:: Tareas ::
1 - Traduce al inglés esta oración del texto sobre el principio de precaución: «Los riesgos son precisamente amenazas que no vienen de fuera, sino que derivan de la decisión humana plasmada en tecnología.»
2 - Indica si cada afirmación concuerda con el texto sobre el principio de precaución y cita las palabras del texto que lo deciden: (a) los peligros son accesibles al conocimiento medio; (b) el Derecho debe tender al riesgo cero; (c) los estudios científicos se publican de inmediato.
3 - Prosigue el texto sobre el principio de precaución a partir de su última oración.

:: Texto del ejercicio ::
·····

El principio de precaución


El principio de precaución es algo a lo que vamos a tener que enfrentarnos los escépticos durante mucho tiempo, especialmente aquellos que tienen como campo de actuación los transgénicos, el medio ambiente o las vacunas. Es algo que ha llegado para quedarse, y por ello el movimiento escéptico tiene que entenderlo bien. Este texto pretende ser una breve introducción a qué es y cómo funciona.

Tradicionalmente el Derecho se enfrentaba a lo que ha dado en llamarse “peligros”. Los peligros son amenazas de daño que derivan de la naturaleza, como puedan ser los incendios forestales, las sequías, las hambrunas, las enfermedades o los terremotos. Se trata de amenazas accesibles al conocimiento medio, lo que significa que cualquiera puede ver que son una amenaza. Por ello no hay ningún problema en que el Derecho los tipifique como elementos a eliminar. Se busca el “peligro cero”: erradicar las enfermedades, evitar las hambrunas, atajar los incendios y evitar su propagación, etc.

Para evitar los peligros nuestros mejores aliados son la ciencia y la tecnología. El nuevo conocimiento que éstas aportan nos permite producir más alimentos, llevar el agua a todas partes, poder curar y prevenir las enfermedades y demás. Sin embargo la ciencia, a la vez que nos salva de peligros, nos aboca a riesgos. Los riesgos son precisamente amenazas que no vienen de fuera, sino que derivan de la decisión humana plasmada en tecnología.

Al contrario que los peligros, los riesgos no son accesibles al conocimiento medio: es necesario conocimiento experto, científico, para medirlos o incluso para saber que están ahí. Y a veces ni siquiera eso basta: en materias punteras, que avanzan muy rápido, es perfectamente posible que haya debates sobre qué es y qué no es seguro. Los estudios tardan en hacerse, publicarse y replicarse, y aquí el tiempo es vital porque si hay un riesgo éste puede concretarse en cualquier momento. Puede que los científicos que hacen algunos de los estudios se equivoquen, o simplemente que no se les ocurra cruzar los efectos de la materia en que trabajan con los efectos de otra distinta. A la larga el problema se corregirá pero, como hemos dicho, aquí el tiempo importa.

El Derecho no puede reaccionar hacia los riesgos de la misma manera que hacia los peligros. No se puede tender al riesgo cero, porque ello implicaría prohibir la tecnología que genera el riesgo y caer de nuevo en manos del peligro, y eso es inasumible. Al contrario, el Derecho debe buscar alejarnos de los peligros, y en consecuencia legalizar, regular e incluso fomentar las tecnologías arriesgadas. Para ello, ha de fijar el nivel de riesgo que una sociedad tolera, y regular a partir de ahí.

·····

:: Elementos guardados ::
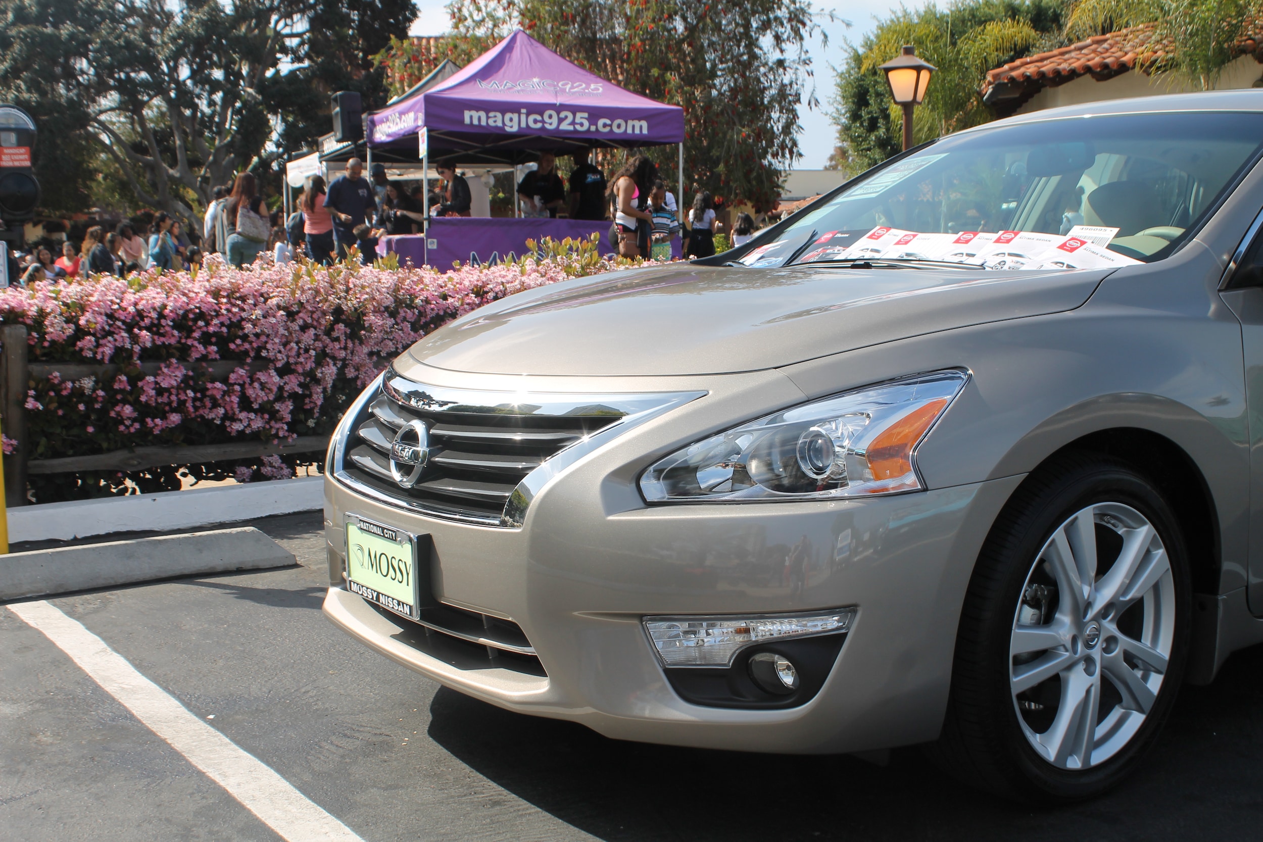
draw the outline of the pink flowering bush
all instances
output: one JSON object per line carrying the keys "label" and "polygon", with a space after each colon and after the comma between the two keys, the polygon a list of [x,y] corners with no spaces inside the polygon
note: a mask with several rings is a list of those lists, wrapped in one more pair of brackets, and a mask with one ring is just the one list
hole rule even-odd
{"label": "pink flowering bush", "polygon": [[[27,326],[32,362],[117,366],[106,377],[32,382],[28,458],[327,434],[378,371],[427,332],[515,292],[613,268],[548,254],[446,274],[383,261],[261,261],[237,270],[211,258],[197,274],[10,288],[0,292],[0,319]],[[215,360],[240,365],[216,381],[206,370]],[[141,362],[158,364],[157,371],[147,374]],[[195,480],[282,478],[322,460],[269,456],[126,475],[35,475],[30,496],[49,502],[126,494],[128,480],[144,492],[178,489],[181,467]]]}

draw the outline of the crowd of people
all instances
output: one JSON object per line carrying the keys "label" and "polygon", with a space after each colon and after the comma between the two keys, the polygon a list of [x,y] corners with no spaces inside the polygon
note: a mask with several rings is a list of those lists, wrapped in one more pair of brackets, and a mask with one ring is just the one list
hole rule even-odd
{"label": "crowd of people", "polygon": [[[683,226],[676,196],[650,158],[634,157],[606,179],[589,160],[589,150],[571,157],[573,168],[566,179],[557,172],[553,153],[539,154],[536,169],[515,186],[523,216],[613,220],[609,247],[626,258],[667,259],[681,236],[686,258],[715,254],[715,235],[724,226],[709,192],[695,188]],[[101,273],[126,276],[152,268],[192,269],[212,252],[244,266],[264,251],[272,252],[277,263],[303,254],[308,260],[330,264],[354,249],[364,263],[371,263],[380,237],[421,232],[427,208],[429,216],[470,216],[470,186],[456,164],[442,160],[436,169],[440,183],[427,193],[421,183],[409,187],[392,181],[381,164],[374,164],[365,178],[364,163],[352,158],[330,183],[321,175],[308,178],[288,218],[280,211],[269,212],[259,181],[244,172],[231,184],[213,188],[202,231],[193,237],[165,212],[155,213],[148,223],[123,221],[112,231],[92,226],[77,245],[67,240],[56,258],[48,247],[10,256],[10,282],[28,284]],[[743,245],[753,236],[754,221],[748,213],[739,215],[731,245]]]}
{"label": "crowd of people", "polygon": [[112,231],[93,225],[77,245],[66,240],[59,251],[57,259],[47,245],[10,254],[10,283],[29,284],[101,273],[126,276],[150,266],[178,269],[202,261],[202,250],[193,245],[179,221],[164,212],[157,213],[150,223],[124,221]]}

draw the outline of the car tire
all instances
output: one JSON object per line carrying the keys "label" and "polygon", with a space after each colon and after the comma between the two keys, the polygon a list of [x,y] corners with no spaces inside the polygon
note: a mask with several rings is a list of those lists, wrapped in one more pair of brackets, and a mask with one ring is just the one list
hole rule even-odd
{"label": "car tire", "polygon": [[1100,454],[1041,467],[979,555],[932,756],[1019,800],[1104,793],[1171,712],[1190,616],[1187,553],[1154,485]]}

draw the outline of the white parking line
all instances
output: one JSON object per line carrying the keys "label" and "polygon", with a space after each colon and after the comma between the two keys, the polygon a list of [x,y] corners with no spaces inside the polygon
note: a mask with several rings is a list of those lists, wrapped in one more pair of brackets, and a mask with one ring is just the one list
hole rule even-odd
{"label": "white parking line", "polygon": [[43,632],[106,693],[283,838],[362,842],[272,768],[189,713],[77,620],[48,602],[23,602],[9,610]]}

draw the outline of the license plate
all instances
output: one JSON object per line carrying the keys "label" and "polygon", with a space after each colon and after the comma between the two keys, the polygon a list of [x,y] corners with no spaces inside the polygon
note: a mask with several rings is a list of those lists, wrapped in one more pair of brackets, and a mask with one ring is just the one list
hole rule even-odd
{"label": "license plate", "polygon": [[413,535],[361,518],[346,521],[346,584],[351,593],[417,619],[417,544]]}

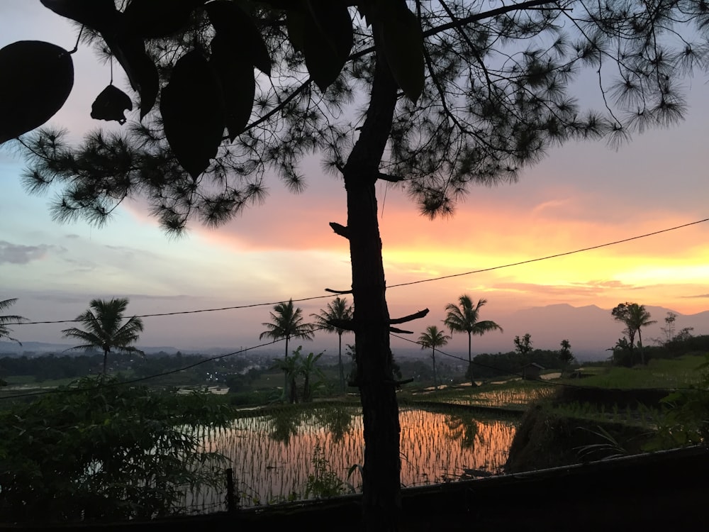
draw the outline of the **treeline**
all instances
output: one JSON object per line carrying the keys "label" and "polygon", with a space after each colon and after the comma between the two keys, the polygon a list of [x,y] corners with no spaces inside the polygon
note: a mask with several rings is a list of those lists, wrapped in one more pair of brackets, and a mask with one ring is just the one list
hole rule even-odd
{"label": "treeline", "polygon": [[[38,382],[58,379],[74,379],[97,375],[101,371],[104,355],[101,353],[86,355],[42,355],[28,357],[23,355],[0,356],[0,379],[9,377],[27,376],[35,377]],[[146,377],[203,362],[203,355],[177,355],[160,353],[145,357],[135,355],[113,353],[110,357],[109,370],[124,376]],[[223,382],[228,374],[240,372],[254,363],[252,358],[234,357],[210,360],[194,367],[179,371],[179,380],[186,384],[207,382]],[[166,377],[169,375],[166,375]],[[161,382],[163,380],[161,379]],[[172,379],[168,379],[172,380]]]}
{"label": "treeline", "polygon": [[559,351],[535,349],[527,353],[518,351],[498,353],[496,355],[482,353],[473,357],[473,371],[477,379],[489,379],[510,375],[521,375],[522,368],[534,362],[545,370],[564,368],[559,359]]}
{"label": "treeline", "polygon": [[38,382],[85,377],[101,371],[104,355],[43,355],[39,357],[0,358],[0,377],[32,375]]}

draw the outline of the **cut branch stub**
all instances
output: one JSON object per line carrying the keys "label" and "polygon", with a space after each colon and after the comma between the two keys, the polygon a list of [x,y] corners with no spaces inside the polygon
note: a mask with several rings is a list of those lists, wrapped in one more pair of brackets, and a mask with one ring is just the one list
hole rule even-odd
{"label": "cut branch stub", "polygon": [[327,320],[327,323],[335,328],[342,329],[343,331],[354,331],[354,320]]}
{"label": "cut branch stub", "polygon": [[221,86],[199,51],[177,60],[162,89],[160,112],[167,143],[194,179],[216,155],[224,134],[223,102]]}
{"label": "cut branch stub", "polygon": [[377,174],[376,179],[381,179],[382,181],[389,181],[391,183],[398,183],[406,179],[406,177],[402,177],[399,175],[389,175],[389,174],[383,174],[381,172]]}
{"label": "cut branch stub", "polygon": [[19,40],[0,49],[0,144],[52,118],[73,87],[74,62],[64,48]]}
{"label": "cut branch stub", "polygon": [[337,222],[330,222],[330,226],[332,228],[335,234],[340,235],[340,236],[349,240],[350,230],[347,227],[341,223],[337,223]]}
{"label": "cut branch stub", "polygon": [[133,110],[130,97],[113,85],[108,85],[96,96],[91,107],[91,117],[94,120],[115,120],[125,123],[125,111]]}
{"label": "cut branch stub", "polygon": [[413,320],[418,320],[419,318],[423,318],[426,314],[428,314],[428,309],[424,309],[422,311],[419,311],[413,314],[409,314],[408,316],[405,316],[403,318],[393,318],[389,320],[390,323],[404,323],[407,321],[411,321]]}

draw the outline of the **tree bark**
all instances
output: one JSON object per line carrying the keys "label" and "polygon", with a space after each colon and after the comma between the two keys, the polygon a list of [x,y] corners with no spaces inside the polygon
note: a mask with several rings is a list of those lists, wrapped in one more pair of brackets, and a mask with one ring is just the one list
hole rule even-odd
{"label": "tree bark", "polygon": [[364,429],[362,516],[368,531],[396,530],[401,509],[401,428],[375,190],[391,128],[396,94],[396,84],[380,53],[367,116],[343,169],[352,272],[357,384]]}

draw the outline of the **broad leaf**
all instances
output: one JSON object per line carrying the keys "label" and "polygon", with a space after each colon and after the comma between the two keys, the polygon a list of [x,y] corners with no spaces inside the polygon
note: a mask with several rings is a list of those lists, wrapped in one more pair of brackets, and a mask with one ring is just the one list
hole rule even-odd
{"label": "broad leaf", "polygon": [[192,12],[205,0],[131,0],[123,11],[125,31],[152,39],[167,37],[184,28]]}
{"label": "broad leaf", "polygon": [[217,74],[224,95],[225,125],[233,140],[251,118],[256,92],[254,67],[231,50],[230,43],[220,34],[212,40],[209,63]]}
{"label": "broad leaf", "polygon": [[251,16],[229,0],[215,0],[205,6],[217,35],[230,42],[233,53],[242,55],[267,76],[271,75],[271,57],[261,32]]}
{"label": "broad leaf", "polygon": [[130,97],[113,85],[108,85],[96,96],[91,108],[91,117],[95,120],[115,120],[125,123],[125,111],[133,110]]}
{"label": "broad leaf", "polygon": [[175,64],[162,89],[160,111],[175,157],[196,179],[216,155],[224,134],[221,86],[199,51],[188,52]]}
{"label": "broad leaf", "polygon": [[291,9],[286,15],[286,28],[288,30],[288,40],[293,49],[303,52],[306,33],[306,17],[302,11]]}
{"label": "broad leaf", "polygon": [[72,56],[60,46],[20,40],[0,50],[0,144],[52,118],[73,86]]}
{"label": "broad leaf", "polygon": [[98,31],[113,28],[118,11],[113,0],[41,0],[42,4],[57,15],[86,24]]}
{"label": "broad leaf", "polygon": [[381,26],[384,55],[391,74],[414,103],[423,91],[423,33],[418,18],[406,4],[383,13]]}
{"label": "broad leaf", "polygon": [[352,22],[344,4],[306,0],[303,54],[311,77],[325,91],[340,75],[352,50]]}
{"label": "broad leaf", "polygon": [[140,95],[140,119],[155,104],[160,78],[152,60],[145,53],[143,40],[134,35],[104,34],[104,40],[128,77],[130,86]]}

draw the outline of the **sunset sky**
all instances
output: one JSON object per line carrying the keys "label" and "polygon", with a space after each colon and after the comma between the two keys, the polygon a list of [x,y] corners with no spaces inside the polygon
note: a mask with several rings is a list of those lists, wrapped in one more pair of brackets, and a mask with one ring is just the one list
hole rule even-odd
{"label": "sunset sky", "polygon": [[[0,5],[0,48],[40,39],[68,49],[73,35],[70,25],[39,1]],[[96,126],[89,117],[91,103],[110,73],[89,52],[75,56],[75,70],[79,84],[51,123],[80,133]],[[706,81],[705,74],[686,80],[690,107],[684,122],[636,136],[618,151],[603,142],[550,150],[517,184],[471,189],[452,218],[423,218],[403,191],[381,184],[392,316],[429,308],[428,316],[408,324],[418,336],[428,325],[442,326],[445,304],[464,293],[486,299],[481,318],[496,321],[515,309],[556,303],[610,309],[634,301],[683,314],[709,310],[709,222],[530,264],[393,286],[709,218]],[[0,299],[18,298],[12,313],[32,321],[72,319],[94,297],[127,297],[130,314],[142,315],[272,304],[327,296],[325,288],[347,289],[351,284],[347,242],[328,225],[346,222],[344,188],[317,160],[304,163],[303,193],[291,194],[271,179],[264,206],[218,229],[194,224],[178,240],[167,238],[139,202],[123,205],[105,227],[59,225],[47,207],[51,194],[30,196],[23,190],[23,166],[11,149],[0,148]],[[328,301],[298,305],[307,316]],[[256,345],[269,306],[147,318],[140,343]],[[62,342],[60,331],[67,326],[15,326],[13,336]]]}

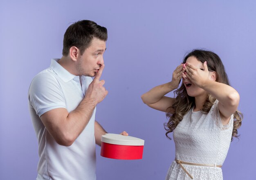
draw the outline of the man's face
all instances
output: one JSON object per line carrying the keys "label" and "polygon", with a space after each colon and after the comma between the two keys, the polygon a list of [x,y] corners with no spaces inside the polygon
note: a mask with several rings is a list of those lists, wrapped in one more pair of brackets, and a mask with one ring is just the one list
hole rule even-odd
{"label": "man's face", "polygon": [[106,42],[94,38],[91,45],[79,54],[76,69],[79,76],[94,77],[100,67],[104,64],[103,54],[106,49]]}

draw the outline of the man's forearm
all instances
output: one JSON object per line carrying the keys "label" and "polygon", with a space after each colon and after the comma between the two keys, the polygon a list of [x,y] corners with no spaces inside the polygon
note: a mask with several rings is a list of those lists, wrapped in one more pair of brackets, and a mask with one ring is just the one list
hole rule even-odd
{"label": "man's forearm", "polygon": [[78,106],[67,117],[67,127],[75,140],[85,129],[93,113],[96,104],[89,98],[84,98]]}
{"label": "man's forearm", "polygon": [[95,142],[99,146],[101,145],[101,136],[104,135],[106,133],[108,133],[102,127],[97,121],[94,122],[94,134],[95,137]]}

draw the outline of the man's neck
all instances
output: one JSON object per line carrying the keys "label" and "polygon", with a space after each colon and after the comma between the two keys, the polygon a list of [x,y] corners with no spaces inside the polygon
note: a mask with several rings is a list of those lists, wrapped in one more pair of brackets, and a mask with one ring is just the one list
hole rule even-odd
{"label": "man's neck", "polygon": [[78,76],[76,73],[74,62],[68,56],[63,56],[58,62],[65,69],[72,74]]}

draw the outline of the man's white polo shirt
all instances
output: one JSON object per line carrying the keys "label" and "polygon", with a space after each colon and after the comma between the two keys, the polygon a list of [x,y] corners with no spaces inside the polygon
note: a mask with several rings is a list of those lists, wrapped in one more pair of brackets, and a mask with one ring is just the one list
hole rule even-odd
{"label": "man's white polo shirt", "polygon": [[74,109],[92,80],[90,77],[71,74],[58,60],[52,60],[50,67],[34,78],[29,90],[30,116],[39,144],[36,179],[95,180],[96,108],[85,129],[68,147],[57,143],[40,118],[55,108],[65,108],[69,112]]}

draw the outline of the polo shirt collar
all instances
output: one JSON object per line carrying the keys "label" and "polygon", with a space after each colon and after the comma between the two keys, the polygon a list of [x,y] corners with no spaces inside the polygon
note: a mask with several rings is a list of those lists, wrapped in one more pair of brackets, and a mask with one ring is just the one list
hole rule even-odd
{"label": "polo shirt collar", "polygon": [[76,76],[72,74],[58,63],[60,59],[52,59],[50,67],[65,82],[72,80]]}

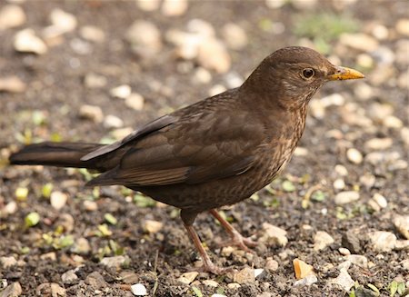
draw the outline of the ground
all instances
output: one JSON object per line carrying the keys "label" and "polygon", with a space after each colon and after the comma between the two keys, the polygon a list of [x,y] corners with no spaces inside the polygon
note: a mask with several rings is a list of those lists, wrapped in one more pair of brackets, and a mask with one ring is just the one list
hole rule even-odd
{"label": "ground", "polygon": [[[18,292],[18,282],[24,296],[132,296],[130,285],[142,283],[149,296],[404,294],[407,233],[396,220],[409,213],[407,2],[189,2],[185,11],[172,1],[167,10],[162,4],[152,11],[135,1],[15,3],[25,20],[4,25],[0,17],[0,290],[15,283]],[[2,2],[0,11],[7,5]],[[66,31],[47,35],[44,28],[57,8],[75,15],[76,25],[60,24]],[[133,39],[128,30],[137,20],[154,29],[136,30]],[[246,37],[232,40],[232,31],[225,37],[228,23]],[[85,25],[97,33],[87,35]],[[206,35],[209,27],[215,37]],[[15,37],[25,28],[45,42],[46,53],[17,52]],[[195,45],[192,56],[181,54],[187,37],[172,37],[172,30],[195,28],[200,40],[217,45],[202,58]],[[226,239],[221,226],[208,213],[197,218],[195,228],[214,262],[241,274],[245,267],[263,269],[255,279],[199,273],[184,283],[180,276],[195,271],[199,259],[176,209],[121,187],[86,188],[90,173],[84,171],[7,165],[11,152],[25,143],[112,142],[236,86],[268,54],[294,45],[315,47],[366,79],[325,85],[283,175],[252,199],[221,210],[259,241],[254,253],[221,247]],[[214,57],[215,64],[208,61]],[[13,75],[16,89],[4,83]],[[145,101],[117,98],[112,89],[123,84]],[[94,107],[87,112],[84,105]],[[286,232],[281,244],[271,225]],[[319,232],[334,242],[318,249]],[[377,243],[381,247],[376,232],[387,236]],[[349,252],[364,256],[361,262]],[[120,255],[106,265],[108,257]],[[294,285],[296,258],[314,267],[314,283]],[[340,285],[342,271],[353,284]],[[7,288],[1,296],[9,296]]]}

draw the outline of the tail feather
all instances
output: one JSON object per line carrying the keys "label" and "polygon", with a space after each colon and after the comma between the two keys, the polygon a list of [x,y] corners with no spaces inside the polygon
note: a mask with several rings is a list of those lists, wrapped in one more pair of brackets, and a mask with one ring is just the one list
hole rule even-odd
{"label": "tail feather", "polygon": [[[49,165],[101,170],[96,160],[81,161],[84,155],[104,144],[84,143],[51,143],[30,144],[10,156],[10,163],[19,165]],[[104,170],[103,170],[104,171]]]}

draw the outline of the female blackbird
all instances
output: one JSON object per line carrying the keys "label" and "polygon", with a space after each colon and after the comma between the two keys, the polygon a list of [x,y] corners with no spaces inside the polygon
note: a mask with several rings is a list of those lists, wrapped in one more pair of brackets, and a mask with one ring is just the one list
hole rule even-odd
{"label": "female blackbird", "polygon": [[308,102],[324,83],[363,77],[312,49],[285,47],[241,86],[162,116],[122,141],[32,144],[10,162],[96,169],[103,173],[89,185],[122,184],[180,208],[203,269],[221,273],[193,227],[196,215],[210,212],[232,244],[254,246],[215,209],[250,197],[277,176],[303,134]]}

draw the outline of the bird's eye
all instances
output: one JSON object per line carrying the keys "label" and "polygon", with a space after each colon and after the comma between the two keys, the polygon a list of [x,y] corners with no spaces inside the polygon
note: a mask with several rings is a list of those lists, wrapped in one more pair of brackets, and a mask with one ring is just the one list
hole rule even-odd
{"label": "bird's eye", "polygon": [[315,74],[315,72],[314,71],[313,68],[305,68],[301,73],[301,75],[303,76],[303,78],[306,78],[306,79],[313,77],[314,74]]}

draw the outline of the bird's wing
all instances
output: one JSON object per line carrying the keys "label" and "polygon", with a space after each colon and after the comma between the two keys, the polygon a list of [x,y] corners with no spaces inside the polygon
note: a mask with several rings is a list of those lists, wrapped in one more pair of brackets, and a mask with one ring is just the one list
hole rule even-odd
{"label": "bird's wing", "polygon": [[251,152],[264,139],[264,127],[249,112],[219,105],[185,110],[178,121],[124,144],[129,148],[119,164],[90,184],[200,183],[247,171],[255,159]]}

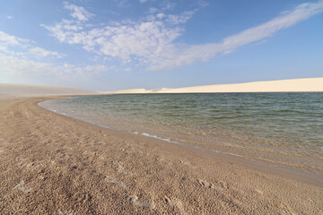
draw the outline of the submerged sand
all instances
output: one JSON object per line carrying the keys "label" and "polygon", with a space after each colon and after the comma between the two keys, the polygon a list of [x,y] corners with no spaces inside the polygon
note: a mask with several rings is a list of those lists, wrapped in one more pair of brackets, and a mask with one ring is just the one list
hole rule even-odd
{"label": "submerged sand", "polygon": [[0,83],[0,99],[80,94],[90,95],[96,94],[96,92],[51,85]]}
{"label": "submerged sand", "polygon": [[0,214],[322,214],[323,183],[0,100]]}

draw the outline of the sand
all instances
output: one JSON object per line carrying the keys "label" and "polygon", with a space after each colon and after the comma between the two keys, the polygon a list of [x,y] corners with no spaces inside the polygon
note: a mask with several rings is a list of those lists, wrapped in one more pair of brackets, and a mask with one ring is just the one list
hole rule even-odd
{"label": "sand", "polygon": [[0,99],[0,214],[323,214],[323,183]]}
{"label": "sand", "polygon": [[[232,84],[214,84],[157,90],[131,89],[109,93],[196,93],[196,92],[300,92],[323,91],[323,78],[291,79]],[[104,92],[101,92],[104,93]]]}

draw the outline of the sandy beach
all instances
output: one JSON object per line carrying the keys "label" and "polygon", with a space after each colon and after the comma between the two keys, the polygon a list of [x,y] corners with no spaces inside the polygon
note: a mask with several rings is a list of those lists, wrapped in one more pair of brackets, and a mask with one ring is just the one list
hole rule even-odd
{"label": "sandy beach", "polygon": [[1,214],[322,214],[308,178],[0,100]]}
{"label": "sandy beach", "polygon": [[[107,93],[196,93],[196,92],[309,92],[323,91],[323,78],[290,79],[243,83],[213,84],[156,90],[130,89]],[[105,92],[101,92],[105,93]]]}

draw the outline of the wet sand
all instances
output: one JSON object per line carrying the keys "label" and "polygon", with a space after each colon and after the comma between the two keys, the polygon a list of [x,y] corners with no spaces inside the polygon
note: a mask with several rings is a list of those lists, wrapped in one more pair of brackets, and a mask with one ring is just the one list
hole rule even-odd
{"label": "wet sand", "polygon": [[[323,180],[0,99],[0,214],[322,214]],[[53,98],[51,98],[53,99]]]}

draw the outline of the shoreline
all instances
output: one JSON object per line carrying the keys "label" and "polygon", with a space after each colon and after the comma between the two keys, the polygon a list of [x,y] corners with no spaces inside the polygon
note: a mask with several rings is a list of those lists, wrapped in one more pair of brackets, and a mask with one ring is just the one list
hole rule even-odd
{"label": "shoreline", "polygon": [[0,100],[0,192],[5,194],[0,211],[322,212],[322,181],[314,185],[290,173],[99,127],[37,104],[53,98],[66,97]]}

·····

:: Respuestas por tarea ::
1 - Risks are precisely threats that do not come from outside, but rather stem from human decision embodied in technology.

2 -
(a) Sí: «Se trata de amenazas accesibles al conocimiento medio».
(b) No: «No se puede tender al riesgo cero».
(c) No: «Los estudios tardan en hacerse, publicarse y replicarse».

3 -
Esta decisión no tiene bases científicas sino políticas: los científicos pueden medir, con mayor o menor precisión, qué riesgo tiene una tecnología, pero eso no dice nada sobre si una sociedad va a tolerar ese nivel de riesgo o no. Aquí se plantea por primera vez el principio de precaución, que está presente en el debate sobre qué debe regularse, cómo y con qué umbrales.

Supongamos que este primer estadio ha pasado ya y la tecnología está legalizada. De repente se concreta el riesgo. Nadie ha actuado con negligencia, nadie ha mentido para obtener una licencia, no hay dolo… simplemente se concreta un riesgo que todos sabían que podía darse. Aún peor: tenemos un daño que parece que deriva del riesgo pero no se puede estar seguro. Esto supone un problema nuevo de la sociedad del riesgo: antes si se concretaba un peligro se sabía qué era y dónde estaba. Un incendio forestal es un incendio forestal: se sabe dónde está y se tienen protocolos preparados para enfrentarse a él. Ahora, con los riesgos, no es así. ¿Qué pasa si el Estado manda retirar un producto presuntamente dañoso y luego se demuestra su inocuidad? Y, en sentido contrario, ¿qué pasa si el Estado permanece pasivo y luego se demuestra que el producto era dañoso?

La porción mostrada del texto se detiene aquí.